Sully

Héros malgré lui

Affiche SullyPour éviter un crash mortel, le pilote Chesley Sullenberger réussit miraculeusement à poser son appareil sur la rivière Hudson au cœur de New York, sauvant ainsi tous les occupants. Pas de quoi tenir en haleine sur un film entier ? C'est bien mal connaître le grand Clint.


Deux cent huit secondes, c'est le temps qu'a duré, le 15 janvier 2009, cet incroyable amerrissage. Mais les emmerdements pour Chelsey "Sully" Sullenberger ont duré un brin plus longtemps puisque son action est remise en question par la compagnie d'assurance pour qui le pilote aurait pu atterrir sur un des aéroports à proximité. La trame rappelle le très bon Flight de Robert Zemeckis mais diffère largement dans son traitement. Il n'y a pas réellement d'ennemi dans Sully, les bureaucrates fomentant l'enquête ne font que leur travail. De fait, le véritable antagoniste pourrait être finalement Sully lui-même dans le sens où il se met en danger tout seul en développant un doute qui ne l'a jamais effleuré derrière son tableau de bord. De la même manière, Eastwood transcende un récit que l'on pourrait limiter à la confrontation du peuple, via son incarnation en Sully, face aux institutions et administrations éloignées des réalités. Au sein d'une histoire linéaire et anti-spectaculaire, la narration se révèle plus subtile, notamment par son discours sur la différence de perception d'un événement entre les médias et les travailleurs, que Sully rencontre au gré de ses pérégrinations citadines et footing nocturnes. Et ce n'est pas le seul point de vue politique qu'Eastwood met en exergue.

Données fournies:
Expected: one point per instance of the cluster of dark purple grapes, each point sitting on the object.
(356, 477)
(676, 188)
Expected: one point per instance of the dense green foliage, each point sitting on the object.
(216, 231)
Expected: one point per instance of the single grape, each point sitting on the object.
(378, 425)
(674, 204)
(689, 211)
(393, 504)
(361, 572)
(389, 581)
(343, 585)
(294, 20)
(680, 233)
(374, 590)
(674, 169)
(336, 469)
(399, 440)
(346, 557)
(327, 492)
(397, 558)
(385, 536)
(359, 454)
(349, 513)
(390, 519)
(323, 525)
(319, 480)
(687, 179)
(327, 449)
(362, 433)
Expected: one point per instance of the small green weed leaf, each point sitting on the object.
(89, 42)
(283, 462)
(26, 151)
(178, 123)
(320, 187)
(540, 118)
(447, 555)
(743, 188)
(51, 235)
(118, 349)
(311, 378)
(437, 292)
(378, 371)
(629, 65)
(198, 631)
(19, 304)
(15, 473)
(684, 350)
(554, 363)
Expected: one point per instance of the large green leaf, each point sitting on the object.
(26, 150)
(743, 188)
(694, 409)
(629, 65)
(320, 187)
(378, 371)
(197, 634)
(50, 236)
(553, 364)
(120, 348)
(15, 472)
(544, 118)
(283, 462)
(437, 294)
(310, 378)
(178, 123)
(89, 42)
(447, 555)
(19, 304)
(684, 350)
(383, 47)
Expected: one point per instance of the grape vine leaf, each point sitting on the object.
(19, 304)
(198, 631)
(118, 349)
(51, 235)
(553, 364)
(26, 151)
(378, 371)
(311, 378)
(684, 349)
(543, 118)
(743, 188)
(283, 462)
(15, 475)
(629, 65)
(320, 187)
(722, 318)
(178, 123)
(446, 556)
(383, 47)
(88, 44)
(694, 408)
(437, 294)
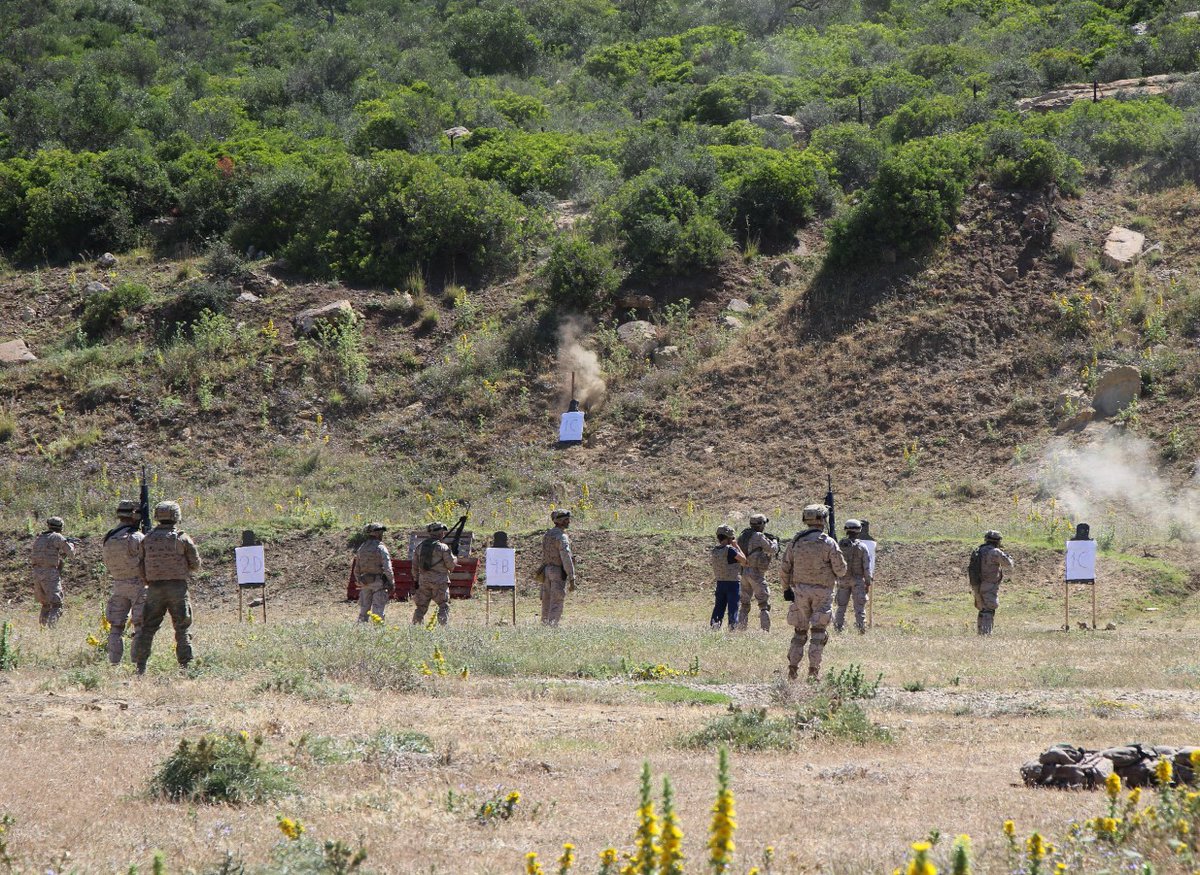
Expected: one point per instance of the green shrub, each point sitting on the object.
(105, 310)
(912, 203)
(220, 768)
(581, 275)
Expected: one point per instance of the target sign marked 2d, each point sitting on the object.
(251, 567)
(502, 568)
(571, 427)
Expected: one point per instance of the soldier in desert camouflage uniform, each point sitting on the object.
(759, 550)
(432, 564)
(811, 565)
(993, 562)
(558, 568)
(168, 558)
(857, 582)
(123, 557)
(49, 551)
(373, 571)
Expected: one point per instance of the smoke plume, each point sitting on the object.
(1114, 483)
(575, 358)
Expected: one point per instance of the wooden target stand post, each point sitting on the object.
(501, 574)
(250, 568)
(1079, 568)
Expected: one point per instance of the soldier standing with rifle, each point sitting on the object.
(51, 550)
(759, 549)
(811, 565)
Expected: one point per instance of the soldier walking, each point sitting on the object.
(168, 558)
(811, 565)
(759, 550)
(373, 571)
(857, 582)
(987, 570)
(432, 563)
(123, 558)
(558, 568)
(51, 550)
(727, 558)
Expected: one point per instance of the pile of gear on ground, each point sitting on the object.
(1068, 767)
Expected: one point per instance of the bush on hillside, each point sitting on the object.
(581, 275)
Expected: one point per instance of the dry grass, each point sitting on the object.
(571, 745)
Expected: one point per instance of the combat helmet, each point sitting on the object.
(815, 515)
(167, 511)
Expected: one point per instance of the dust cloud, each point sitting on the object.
(575, 358)
(1116, 478)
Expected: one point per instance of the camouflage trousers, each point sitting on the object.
(553, 594)
(373, 594)
(48, 592)
(129, 598)
(987, 601)
(437, 593)
(857, 588)
(165, 597)
(754, 586)
(809, 615)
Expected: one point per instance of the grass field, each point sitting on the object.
(567, 718)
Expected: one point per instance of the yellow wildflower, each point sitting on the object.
(1113, 786)
(292, 828)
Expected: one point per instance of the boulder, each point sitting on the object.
(16, 353)
(635, 301)
(666, 355)
(331, 313)
(1116, 389)
(639, 335)
(1122, 246)
(780, 124)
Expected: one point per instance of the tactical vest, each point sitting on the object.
(723, 568)
(47, 550)
(121, 553)
(165, 555)
(370, 558)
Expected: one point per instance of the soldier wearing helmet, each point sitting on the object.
(759, 551)
(432, 563)
(167, 559)
(123, 558)
(557, 568)
(373, 571)
(857, 582)
(49, 551)
(811, 565)
(727, 561)
(987, 570)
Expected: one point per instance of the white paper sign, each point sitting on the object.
(1080, 561)
(251, 565)
(571, 427)
(870, 552)
(502, 568)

À faire:
**1.** D'après la critique du film Sully, combien de temps a duré l'amerrissage du 15 janvier 2009 ?
**2.** Relevez tous les groupes de personnes et tous les organismes désignés par un nom collectif dans la critique du film Sully.

Réponses par tâche:
**1.** Deux cent huit secondes.

**2.**
- les occupants
- la compagnie d'assurance
- les bureaucrates
- le peuple
- les institutions
- les administrations
- les médias
- les travailleurs